ENUNCIADO:
Dê continuidade ao texto sobre a ideia de serviço e a autoridade, a partir da última frase apresentada.

TRECHO DO TEXTO:
◇ ◇ ◇ ◇ ◇ ◇ ◇

Ora, quando falamos de serviço parece-nos descobrir dupla reação
em nossos ouvintes. A primeira reação é, antes, negativa, na
medida em que certos critérios fundamentais da educação humana e
cristã lhe diz respeito. Dizíamos que o homem moderno não deseja
sujeitar-se a nenhuma autoridade nem a nenhuma lei. O instinto de
liberdade leva-o à licenciosidade, ao capricho e até à anarquia.
No próprio seio da Igreja, a idéia de serviço e por isso mesmo de
obediência, é contestada muitas vezes até mesmo nos seminários.
É bom recordar que esta idéia de serviço é fundamental para cada
cristão e mais ainda para o cristão chamado ao exercício de alguma
função: seja de caridade, de apostolado,
de colaboração e de responsabilidade. É especialmente no âmbito
eclesial, onde a solidariedade, a subsidiariedade, a unidade e o amor
têm exigências contínuas e estimulantes. Não esqueçamos a
exortação do Apóstolo: "Carregai os fardos uns dos outros e assim
cumprireis a lei do Cristo" (Gal 6,2).
A segunda reação, que talvez não se exprima, porém no
subconsciente é de satisfação possivelmente, porque se pensa que uma
exortação ao serviço, se refere mais diretamente à autoridade, e a
fere nas suas ambições e arbitrariedades, colocando-a em nível
interior àqueles em favor dos quais é exercida.
É verdade. Aceitamos esta referência da idéia de serviço em
relação à autoridade, ou melhor, ao exercício, à função, ao
fim mesmo da autoridade, diríamos, à finalidade da hierarquia.

◇ ◇ ◇ ◇ ◇ ◇ ◇

Entradas de anotação com caixas delimitadoras

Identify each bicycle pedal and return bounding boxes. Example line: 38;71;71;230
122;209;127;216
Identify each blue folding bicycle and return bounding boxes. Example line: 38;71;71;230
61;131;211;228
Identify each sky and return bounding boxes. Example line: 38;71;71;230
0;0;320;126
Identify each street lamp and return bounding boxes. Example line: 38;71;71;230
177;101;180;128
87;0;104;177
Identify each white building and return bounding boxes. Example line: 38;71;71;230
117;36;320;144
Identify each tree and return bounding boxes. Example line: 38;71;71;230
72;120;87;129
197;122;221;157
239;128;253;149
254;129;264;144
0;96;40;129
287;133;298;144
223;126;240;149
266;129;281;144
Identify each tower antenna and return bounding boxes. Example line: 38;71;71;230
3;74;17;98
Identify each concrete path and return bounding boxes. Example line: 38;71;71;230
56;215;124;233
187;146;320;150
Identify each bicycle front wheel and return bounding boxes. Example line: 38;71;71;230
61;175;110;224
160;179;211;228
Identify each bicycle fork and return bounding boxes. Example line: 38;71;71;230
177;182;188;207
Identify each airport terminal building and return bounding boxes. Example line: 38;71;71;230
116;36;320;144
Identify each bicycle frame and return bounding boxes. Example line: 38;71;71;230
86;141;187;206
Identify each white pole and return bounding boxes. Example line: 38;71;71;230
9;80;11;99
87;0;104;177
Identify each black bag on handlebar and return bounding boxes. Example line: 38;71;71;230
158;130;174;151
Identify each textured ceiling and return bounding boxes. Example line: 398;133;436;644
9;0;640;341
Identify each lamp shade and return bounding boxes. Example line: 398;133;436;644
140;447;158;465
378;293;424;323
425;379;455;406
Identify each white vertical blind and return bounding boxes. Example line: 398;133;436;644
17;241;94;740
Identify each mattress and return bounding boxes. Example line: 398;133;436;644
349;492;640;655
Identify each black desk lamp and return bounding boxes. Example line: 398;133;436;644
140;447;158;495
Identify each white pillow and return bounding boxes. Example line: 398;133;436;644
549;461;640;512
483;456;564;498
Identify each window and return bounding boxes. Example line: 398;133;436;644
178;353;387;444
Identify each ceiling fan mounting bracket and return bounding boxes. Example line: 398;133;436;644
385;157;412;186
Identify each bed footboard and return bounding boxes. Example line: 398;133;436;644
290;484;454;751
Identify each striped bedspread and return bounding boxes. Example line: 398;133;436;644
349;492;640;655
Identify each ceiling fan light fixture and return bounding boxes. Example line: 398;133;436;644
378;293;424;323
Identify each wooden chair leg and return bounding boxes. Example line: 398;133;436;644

◇ ◇ ◇ ◇ ◇ ◇ ◇

RESPOSTA:
Não quer dizer que ela receba seu poder da comunidade, como se
verifica nos regimes democráticos, e seja responsável perante esta
comunidade de sua razão de ser. Mas é certo que o "exercício
hierárquico existe para a comunidade e não vice-versa". É certo
ainda que a autoridade na Igreja, segundo a famosa forma
augustiniana, não é para dominar, mas para ajudar. Não é para
próprio prestígio, mas para a utilidade dos outros: ut nos vobis non
tam praeesse quam prodesse delectet. A função hierárquica é
serviço. É este um pensamento que procuramos ter sempre presente em
nossa mente. Sentimos seu peso. Provamos ao mesmo tempo sua grande
energia. Porque aquele poder que nos torna devedores de todos (Rom
1,14), e servidores de todos, pesa como insuportável
responsabilidade sobre nossos frágeis ombros. Num duplo sentido em
relação a Cristo, do qual tudo recebemos e ao qual tudo devemos, e
em relação ao Povo de Deus, de quem ele, o Senhor nos fez pastor
com todas as tremendas e sublimes conseqüências que esse título
comporta. Mas ao mesmo tempo esse título de pastor é uma
profissão, é, sobretudo, uma fonte de caridade. A autoridade na
Igreja é serviço de caridade, é exercício de amor (Gal
51,13). O amor é a força de Deus que nos capacita a cumprir
tarefas superiores e por vezes sobre-humanas, se necessário.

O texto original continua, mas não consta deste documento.